Modelling and analysis of London’s Tube network has been an interesting project for me to do, as it has enabled me to create my own data pipeline by using multiple data sources. I have refined the model and will discuss it in this post.
These are the two challenges I have sought to tackle so far in this project:
- Calculate the shortest path between two stations.
- Perform graph analysis / link analysis on the network.
As presented in my previous posts on this project, I managed to create a function that displays the shortest path between two stations and do some initial link analysis on the most important stations in the network. My graph has all the current London Overground routes (e.g. Lea Valley Lines), whereas many network analyses online are based on older data.
What elements can be improved?
- More interchange data can be added to the graph.
- The interchange edges can be less clunky (especially the OSI [out-of-station interchange] and walking routes between stations).
- Data visualisation could add much more value to the analysis.
Improving the graph data
The first two problems can be addressed together, by adding edges that represent distances from:
- Platform to street level
- Platform to platform (interchange)
In the previous model, there were assumptions set on the interchange times (in essence, they were treated as identical due to lack of data). However, the interchange times vary across the network. An interchange time could be as high as 15 minutes, or at the lower end could be a hop to a parallel platform. Look at the layout of King’s Cross St. Pancras station as an example of a large station with many tunnels.

★ ★ ★ ★ ★ ★ ★

§ **Set task**
Answer these questions using the post on modelling London's Tube network:
(a) What two challenges has the project sought to tackle so far?
(b) How high can an interchange time be, according to the post?
(c) Which station does the post give as an example of a large station with many tunnels?

§ **Recorded data**
★ ★ ★ ★ ★ ★ ★

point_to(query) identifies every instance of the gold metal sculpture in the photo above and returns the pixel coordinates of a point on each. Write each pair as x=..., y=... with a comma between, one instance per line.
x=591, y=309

★ ★ ★ ★ ★ ★ ★

§ **Answer to this task**
(a) Calculating the shortest path between two stations, and performing graph analysis / link analysis on the network.
(b) As high as 15 minutes.
(c) King's Cross St. Pancras.